START EXCERPTED TEXT
What I am saying is that people do crack. They do have something occur that is so devastating to them, they don't cope with it well. In fact, they cope EXTREMELY poorly just like some turn to alcohol or drugs to numb out the pain. The solution (for the addict) is not to justify continuing to the drinking or the drugging! The solution is to admit there's a problem, admit they did it wrong, stop doing the wrong thing, and then learn "where did I go wrong? and "how can I cope better?" 

That's what I meant. For me, I know now that one of my MAJOR personal issues is being/feeling ignored. My whole life as a child, I felt like the True Me was invisible to my parents. They didn't see the child they were hitting...I think they were punching something else that they were angry at but I was in the way. But see what I mean? I was there but I wasn't even there--I was invisible. And so now, years later and tons of therapy later, I realize that when I feel ignore/invisible it is usually that old tape rearing its ugly head, and I have tools to cope with it. I can ask for what I need right out loud. I can just state that this is how I'm feeling. I have found ways that Dear Hubby and I have agreed on to say 'I'm feeling invisible' and it's not his job to fix it but he sometimes needs to be made aware that's where my head is. Because it's kind of like PTSD (okay...VERY like PTSD  ). My head IS back there...in the past...experiencing that invisibility. I need to come into the present. BUT I know that now...and I didn't know that then. 

Back then, the way I see it events occurred where at every turn I could have made a different choice. But being the human I am, prone to doing the wrong thing, I did make the wrong choices over and over. I could feel the sorrow and hurt of feeling invisible, but I didn't know how to cope with it. I did try to turn to my Dear Hubby but he had his own things he was dealing with, so he didn't get the message or the urgency. 

So nope, I don't think events occurred that "made me cheat" or that I had no choice. I do think that events occurred in such a way that I was in a particularly vulnerable personal place, and from that unprotected spot (internally) I made the wrong choices because it numbed the pain.


----------



## vellocet (Oct 18, 2013)

AC, I understand. I think there are a lot of people that would say they would never do it. And no offense to you, because you are one of the rare x-WS's here I respect, but I believe there are those that can say it and mean it.

I just won't, would never have brought myself to do it, and yes, the circumstances arose, I refrained. Why? I just did. I have never understood cheating on someone you love.


----------



## Forest (Mar 29, 2014)
END EXCERPTED TEXT
START ENTRIES SUPPLIED
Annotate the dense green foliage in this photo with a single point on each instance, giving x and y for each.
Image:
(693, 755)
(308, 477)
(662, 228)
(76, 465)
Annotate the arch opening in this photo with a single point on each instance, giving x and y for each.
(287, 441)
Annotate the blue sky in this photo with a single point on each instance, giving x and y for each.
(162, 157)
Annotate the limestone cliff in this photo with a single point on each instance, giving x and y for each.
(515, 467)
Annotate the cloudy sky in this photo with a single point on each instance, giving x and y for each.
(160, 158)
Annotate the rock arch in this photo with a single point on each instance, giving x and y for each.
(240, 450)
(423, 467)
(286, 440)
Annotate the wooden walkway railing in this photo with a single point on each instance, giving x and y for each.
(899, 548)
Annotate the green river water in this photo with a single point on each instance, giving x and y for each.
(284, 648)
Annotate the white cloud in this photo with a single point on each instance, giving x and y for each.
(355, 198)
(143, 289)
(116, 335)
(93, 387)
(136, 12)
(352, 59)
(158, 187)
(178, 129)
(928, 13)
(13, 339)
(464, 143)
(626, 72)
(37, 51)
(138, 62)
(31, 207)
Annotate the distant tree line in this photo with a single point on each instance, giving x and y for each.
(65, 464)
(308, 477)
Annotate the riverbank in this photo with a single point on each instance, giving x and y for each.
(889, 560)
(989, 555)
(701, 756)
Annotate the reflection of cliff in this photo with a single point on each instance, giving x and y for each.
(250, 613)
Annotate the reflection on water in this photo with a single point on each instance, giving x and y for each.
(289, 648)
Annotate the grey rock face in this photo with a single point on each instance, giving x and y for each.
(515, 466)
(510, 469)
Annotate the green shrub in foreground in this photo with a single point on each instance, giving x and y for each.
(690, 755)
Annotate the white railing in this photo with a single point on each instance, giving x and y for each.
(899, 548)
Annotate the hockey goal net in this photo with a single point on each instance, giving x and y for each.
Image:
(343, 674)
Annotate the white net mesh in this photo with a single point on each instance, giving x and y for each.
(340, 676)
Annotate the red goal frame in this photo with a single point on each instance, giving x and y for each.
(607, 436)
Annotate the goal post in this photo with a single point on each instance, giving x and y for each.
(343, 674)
END ENTRIES SUPPLIED
▶ _REQUIREMENT 1_
Rewrite the paragraph of the forum excerpt that begins "Back then, the way I see it" in a shorter form, keeping its main facts.
▶ _REQUIREMENT 2_
Return the passage of the forum excerpt between "## vellocet (Oct" and "someone you love.", inclusive, copied word for word.

▶ _EXERCISE OUTPUT 1_
Looking back, the writer sees that a different choice was possible at every turn, yet made the wrong one again and again. The writer felt the hurt of being invisible but didn't know how to cope with it. An attempt to turn to Dear Hubby failed because he was dealing with his own problems and didn't grasp the message or its urgency.

▶ _EXERCISE OUTPUT 2_
## vellocet (Oct 18, 2013)

AC, I understand. I think there are a lot of people that would say they would never do it. And no offense to you, because you are one of the rare x-WS's here I respect, but I believe there are those that can say it and mean it.

I just won't, would never have brought myself to do it, and yes, the circumstances arose, I refrained. Why? I just did. I have never understood cheating on someone you love.